[Records provided]
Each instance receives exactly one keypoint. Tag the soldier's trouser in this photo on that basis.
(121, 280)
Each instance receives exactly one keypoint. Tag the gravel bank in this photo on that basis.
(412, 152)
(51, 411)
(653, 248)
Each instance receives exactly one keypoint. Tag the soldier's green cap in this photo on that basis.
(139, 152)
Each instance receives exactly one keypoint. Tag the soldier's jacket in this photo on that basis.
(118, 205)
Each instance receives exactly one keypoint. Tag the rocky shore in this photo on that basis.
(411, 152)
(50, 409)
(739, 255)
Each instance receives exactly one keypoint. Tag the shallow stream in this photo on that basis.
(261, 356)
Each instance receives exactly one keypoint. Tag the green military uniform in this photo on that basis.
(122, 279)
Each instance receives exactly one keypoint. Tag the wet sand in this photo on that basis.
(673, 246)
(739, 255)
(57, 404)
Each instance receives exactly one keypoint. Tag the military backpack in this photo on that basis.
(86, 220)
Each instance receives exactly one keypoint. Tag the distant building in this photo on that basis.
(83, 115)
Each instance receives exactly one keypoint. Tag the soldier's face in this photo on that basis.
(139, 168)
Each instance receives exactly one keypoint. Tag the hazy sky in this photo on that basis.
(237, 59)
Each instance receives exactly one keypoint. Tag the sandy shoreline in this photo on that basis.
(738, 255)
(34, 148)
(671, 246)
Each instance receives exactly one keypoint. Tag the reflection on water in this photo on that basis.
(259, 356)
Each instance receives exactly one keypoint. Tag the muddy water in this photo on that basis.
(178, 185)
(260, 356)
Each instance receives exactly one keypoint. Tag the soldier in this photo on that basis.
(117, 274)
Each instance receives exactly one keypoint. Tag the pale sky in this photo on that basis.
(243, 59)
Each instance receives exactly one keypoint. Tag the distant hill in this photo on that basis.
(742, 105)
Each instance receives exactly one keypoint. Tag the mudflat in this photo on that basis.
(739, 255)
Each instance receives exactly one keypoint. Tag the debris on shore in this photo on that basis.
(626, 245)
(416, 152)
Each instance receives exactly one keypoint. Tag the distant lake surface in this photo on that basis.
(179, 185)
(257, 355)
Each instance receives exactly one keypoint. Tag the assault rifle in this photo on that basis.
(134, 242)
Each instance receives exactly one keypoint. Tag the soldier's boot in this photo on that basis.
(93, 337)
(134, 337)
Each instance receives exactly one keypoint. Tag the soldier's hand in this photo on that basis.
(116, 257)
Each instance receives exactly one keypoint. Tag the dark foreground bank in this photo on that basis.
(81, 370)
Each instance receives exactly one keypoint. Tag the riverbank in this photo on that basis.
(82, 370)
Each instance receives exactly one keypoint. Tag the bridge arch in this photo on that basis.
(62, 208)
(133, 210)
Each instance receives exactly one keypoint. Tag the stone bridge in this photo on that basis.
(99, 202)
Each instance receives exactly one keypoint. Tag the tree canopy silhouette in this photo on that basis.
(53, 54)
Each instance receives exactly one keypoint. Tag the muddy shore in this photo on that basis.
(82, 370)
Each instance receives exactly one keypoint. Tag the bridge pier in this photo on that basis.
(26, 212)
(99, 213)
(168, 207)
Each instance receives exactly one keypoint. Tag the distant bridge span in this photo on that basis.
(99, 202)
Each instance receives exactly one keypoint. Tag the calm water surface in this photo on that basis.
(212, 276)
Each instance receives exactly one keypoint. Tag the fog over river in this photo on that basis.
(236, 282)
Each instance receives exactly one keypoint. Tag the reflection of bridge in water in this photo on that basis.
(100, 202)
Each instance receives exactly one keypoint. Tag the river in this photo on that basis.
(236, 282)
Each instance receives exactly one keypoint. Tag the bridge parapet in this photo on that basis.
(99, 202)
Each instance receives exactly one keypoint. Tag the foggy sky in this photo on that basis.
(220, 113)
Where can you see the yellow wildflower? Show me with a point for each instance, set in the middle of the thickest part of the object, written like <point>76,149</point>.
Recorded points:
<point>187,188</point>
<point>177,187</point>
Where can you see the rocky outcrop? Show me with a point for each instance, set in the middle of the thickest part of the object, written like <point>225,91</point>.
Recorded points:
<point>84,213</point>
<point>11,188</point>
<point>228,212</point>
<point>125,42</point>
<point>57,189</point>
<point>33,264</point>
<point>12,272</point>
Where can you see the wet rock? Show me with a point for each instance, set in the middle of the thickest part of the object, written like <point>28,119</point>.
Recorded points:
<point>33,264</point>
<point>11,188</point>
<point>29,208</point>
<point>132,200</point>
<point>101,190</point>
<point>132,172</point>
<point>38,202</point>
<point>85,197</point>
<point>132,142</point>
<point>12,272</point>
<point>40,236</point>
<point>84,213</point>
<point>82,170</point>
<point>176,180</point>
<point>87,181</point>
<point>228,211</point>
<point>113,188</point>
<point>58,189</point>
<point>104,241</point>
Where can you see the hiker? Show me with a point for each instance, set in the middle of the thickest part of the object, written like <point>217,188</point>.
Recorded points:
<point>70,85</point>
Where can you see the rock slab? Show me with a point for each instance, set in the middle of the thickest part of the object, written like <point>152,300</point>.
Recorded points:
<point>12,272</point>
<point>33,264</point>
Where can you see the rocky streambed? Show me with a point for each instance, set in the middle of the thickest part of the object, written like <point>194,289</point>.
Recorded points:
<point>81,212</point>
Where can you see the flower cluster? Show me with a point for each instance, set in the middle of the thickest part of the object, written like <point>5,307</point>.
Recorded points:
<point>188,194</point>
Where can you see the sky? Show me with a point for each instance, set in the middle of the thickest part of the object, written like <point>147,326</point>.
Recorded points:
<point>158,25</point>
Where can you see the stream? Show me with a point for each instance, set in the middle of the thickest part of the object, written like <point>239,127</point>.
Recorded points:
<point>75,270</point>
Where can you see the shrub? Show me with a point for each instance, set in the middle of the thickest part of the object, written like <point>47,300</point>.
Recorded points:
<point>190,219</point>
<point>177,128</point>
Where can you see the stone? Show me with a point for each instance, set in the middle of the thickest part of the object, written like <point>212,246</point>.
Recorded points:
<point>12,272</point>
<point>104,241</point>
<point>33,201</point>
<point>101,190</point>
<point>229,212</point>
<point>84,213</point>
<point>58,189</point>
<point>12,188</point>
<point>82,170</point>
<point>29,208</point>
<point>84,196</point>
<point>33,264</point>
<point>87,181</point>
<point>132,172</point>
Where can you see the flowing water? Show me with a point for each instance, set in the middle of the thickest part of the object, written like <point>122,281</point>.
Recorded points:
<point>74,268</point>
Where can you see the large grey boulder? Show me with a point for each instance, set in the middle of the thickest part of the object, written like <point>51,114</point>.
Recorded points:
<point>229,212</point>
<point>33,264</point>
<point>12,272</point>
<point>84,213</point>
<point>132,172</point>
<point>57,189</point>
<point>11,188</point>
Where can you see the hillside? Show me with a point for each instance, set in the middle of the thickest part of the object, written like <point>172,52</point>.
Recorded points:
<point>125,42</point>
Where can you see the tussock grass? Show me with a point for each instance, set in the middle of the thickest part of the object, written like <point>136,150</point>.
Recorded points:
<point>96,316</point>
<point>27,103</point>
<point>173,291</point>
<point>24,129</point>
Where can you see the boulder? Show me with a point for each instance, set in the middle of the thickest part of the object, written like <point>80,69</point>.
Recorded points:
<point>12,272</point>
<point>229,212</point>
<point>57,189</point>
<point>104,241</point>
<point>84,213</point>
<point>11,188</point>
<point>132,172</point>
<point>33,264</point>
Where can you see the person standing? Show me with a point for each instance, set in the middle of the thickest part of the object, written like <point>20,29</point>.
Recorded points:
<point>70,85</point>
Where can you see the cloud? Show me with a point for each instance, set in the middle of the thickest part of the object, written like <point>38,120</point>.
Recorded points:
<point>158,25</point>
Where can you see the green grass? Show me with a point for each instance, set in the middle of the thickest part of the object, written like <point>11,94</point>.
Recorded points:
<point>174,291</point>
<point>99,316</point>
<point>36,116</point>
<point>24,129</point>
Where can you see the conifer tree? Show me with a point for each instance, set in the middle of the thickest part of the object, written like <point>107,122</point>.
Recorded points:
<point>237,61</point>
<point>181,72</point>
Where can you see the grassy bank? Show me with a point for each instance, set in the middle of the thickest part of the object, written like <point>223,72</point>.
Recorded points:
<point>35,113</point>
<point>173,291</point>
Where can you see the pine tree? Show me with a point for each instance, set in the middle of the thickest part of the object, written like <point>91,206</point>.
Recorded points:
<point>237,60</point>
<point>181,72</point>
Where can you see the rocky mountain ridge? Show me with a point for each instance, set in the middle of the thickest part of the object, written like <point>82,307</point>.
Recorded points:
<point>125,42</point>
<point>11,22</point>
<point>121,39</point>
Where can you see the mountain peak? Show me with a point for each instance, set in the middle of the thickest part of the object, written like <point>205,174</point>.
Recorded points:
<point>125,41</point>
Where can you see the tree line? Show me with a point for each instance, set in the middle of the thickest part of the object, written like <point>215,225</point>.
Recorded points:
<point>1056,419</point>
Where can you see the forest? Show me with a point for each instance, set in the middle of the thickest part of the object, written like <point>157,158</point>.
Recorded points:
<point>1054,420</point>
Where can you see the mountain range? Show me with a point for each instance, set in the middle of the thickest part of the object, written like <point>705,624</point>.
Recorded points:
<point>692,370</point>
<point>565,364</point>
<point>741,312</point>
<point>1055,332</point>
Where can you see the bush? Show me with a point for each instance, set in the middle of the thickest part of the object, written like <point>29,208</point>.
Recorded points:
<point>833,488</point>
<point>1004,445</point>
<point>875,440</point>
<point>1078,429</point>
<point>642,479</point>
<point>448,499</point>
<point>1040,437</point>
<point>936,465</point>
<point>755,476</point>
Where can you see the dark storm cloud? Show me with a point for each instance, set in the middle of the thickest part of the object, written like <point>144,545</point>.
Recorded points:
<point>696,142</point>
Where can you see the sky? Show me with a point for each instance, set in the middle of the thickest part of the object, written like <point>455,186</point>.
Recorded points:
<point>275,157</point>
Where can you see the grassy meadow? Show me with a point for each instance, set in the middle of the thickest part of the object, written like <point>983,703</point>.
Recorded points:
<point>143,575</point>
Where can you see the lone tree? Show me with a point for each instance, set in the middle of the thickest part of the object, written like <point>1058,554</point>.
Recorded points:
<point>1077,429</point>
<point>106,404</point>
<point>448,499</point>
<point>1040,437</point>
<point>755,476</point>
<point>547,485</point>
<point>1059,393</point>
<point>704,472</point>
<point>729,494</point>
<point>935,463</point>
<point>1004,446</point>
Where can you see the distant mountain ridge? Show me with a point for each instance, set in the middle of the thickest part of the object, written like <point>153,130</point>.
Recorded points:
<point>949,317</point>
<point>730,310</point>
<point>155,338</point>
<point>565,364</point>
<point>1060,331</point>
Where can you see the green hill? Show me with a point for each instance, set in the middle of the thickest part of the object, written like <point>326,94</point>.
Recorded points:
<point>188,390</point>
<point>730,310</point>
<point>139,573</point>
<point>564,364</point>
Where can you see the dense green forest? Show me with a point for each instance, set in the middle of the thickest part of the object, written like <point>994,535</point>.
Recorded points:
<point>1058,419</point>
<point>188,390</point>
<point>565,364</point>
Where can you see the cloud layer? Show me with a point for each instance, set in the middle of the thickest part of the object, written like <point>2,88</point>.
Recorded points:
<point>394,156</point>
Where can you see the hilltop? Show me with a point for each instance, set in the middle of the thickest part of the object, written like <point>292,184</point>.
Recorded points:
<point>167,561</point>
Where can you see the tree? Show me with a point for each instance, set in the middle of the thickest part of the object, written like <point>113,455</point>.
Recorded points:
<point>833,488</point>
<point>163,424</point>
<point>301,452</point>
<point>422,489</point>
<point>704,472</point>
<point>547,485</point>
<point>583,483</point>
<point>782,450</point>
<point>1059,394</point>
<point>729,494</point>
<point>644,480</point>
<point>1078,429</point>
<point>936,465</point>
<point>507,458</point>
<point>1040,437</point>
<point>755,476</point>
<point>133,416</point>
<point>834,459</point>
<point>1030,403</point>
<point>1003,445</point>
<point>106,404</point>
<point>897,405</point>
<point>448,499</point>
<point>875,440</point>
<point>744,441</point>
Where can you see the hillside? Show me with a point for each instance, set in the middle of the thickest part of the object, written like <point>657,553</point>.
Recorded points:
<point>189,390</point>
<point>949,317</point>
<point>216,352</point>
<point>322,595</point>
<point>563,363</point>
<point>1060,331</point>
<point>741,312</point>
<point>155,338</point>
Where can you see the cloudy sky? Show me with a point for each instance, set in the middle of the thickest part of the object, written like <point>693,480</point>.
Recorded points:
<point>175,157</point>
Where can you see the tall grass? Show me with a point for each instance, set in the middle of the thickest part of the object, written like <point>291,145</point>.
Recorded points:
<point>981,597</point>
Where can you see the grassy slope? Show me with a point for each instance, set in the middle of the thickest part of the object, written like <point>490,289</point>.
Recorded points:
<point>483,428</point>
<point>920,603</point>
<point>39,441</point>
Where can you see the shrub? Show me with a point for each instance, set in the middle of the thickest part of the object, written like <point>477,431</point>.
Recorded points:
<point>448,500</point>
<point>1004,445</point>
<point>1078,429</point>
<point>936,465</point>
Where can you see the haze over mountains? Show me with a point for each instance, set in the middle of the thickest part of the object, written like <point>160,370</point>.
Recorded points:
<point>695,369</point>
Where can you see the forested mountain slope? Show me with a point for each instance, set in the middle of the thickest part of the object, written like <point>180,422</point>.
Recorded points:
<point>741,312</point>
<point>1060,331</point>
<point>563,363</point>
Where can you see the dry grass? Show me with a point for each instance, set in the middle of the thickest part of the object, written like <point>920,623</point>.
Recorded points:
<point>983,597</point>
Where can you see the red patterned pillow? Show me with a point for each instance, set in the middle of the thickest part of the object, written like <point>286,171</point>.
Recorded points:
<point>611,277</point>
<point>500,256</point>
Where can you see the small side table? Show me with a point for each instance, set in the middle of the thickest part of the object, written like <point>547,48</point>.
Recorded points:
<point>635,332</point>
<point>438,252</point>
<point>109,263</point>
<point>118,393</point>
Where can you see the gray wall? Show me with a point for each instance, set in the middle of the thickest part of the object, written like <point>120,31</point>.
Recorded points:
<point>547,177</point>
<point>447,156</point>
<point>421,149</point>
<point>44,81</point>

[Task details] Please quote exactly the lines from the one containing "written like <point>477,431</point>." through the last line of the records above, both included, and nothing else.

[Exercise result]
Where can you see the shrub? Show me with a point for each instance, set in the middle of the thickest part of the object, written like <point>477,431</point>.
Recorded points:
<point>448,500</point>
<point>1004,445</point>
<point>1078,429</point>
<point>936,465</point>
Where can you see the haze over mountains? Show me with a point for each instance, set in the middle of the thickest part of the object, written like <point>160,370</point>.
Recorded points:
<point>695,369</point>
Where can you see the forested mountain slope? Show me with a point for each instance, set in the middle of the thickest part of the object, written like <point>180,422</point>.
Recorded points:
<point>741,312</point>
<point>1060,331</point>
<point>563,363</point>
Where can you see the dry grass? Show me with a point for each instance, set in the middle of the thickest part of the object, written like <point>920,623</point>.
Recorded points:
<point>983,597</point>
Where can you see the red patterned pillow? Show me with a point for each instance, set in the middle of the thickest part of the object, written like <point>286,171</point>.
Recorded points:
<point>611,277</point>
<point>500,256</point>
Where can you see the small side table? Show me with a point for each instance, set in the middle of the thickest part of the object, written like <point>547,48</point>.
Recorded points:
<point>635,332</point>
<point>438,252</point>
<point>109,263</point>
<point>118,393</point>
Where can you see the gray wall? Show me with a point for each instance, set in the middle of the thickest part of the object, written like <point>120,31</point>.
Recorded points:
<point>547,177</point>
<point>447,156</point>
<point>421,149</point>
<point>44,81</point>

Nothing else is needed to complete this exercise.